> _Written problem A_: Turn the listing lines from the line with "Where can you find the woman's white" to the line with "Where can you find the tree" into a numbered list, skipping any blank lines.
### Page excerpt ###
Return a function from a function:

sub2 = fun (a, b) { a - b }
choose = fun x { if (x == "add") then add2 else sub2 }
choose "add" (1, 2)
choose "sub" (1, 2)

Block is a function with zero arguments:

block1 = { c = add2 (1, 2); c }    // returns closure c
block2 = { c = add2 (1, 2) }       // returns ()
block1  // evaluate the block (actually, it might have been evaluated above - that's up to compiler)

a = {f = fun x {5}}; f    // ERROR - block creates new scope - f is undefined outside
a = (f = fun x {5}); f    // ok - f is declared in outer scope

Infix operators:

// C++ style operators, with similar precedence rules
// (exception is comparison operators)
1 + 2 * 3 ** 4 == 1 + (2 * (3 ** 4))
// Bitwise operators
1 | 2 & 3 >> 1 == 1 | (2 & (3 >> 1))

Record field lookup:

type MyRecord = (name: String, age: Int)
rec = ("A name", 42):MyRecord
rec.name    // dot operator

1.8. Overloading functions

Plain functions may be overloaded, but the mechanic is somewhat limited. See Type classes for more flexible construct for function overloading.

The limitations are:

  • All overloads must be defined in the same scope (module, function).

  • A forward declaration is possible only for the immediately following overload.

The overloads have to differ in a type:

f : Int -> Int = fun a { a }
f : Float -> Float = fun a { a }
f : String -> String = fun a { a }

The type has to be declared on the left-hand side, it cannot be inferred from the function type on right-hand side:

f = fun a:Int -> Int { a }
f = fun a:Float -> Float { a }  // error: redefined name f

Plain variables are also functions and may be overloaded:

a : Int = 2
a : String = "two"
### Supplied information ###
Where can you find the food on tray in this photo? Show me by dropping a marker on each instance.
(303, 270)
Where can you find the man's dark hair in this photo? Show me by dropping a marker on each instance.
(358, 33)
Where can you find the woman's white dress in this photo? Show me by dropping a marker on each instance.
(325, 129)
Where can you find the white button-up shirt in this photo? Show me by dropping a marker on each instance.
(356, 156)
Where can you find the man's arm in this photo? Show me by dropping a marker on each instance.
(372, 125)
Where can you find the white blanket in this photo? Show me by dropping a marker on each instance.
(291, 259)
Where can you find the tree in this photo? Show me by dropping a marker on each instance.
###
### Supplied information ###
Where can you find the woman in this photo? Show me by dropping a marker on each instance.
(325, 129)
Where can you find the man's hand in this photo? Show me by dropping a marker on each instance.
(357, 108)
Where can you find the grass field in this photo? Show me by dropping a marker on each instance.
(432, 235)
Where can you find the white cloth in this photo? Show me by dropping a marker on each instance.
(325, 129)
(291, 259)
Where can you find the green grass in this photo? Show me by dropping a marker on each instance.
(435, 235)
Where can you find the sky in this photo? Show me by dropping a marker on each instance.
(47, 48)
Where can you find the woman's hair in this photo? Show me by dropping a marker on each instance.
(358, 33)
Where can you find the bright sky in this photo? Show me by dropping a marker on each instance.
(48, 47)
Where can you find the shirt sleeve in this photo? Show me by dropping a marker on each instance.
###
### Supplied information ###
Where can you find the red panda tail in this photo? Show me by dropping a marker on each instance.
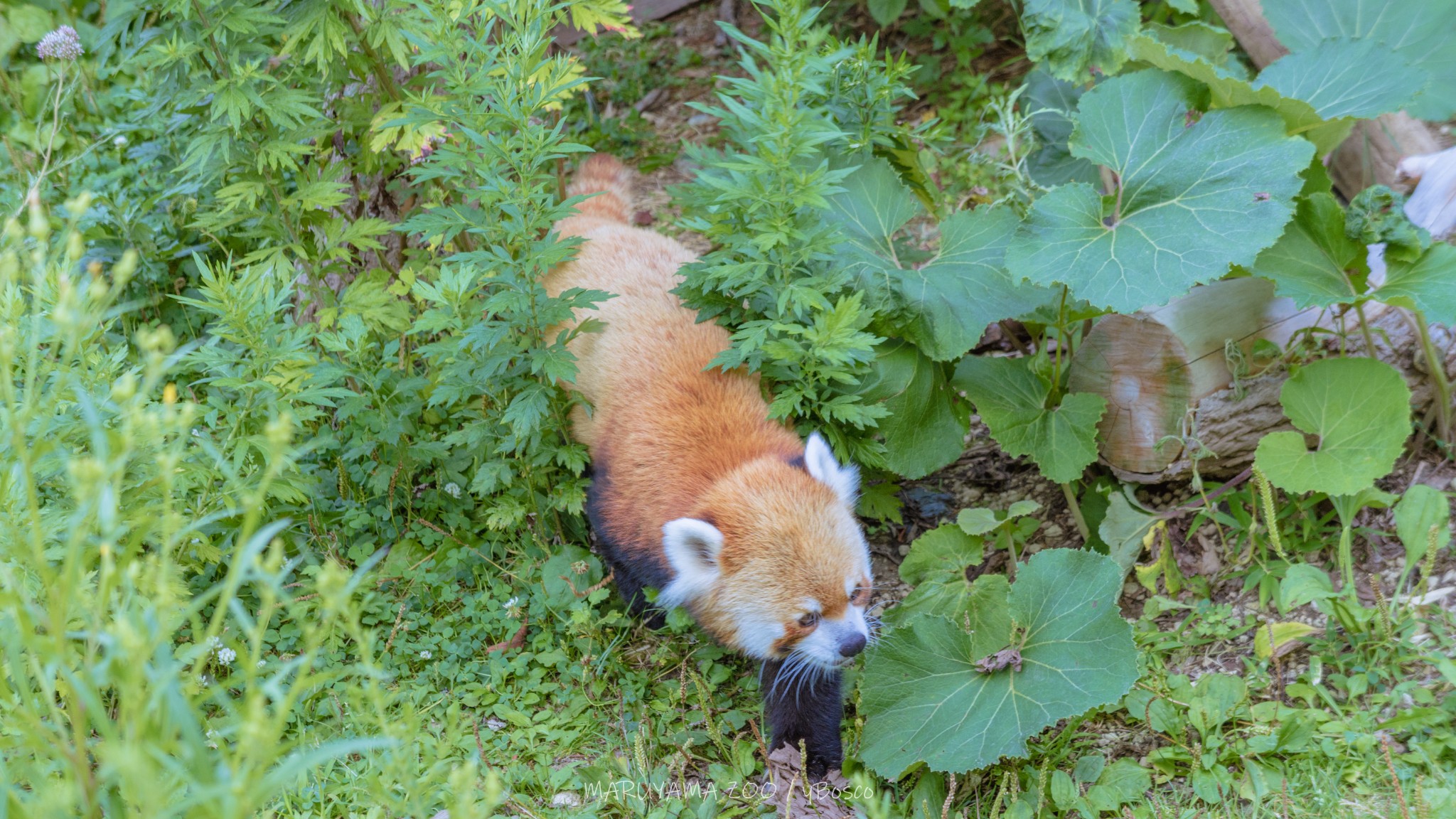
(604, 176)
###
> _Written problem B_: Continue the documentation on functions and overloading from its last line.

> _Answer A_:
1. Where can you find the woman's white dress in this photo? Show me by dropping a marker on each instance.
2. (325, 129)
3. Where can you find the white button-up shirt in this photo? Show me by dropping a marker on each instance.
4. (356, 156)
5. Where can you find the man's arm in this photo? Show me by dropping a marker on each instance.
6. (372, 125)
7. Where can you find the white blanket in this photo? Show me by dropping a marker on each instance.
8. (291, 259)
9. Where can you find the tree in this photo? Show me by dropping a marker on each instance.

> _Answer B_:
a           // error - cannot be uniquely resolved
a:Int       // -> 2
a:String    // -> "two"
a:Int64     // error - cannot be uniquely resolved

1.9. Other syntax

C++ style comments:

// comment line

print "hello " /* inline comment */ "world"

/* multiline
   comment */

2. Control flow

2.1. If-expression

if x == "add" then add2 else sub2

The if-branch can occur multiple times to handle different conditions. This is equivalent to nested if-expressions but simplifies the syntax.

The if keyword is non-ambiguous in this case, so there is no need for special elif keyword and using the same keyword helps with vertical alignment.

a = if x > 0 then x
    if y > 0 then y
    if z > 0 then z
    else 0

Else branch is always mandatory - the parser needs it to find end of the expression.

  • Spec: [if <cond> then <expr>]…​ else <expr>

  • The parentheses around the condition are optional.

  • The if-expression evaluates to a value → all branches must have the same type.

Nested if-expressions are possible, still without any braces:

if a > 1 then
    if a > 10 then 10
    else 1
else 0

The parsing is well-defined, because both expressions are ended by else-branch.

A possible multiline style for complex conditions and expressions:

if (
   x == "add" ||
   x == "add2"
)
then {
    fun a, b { a + b }
}
else {
    fun a, b { a - b }
}

See also Pattern matching.

3. Language constructs

3.1. Type classes

A type class contains a set of functions for a type.

class MyEq T {
    my_eq : (T, T) -> Bool
    my_ne : (T, T) -> Bool
}

A type class can be specialized to create another, more specific, type class:

class MyOrd T (MyEq T) {
    my_lt : (T, T) -> Bool
    my_gt : (T, T) -> Bool
    my_le : (T, T) -> Bool
    my_ge : (T, T) -> Bool
}

Instantiating a type class means to define all functions it contains for a specific type:

instance MyEq Int32 {
    my_eq = fun (a, b) { a == b }
    my_ne = fun (a, b) { a != b }
}

The contained function can now be called directly on Int32:

my_eq (3, 4)

Similar classes are part of std module, but the actual implementation is different, because the equality operator translates to a call to eq function. Using the actual operator in the implementation would lead to a recursion.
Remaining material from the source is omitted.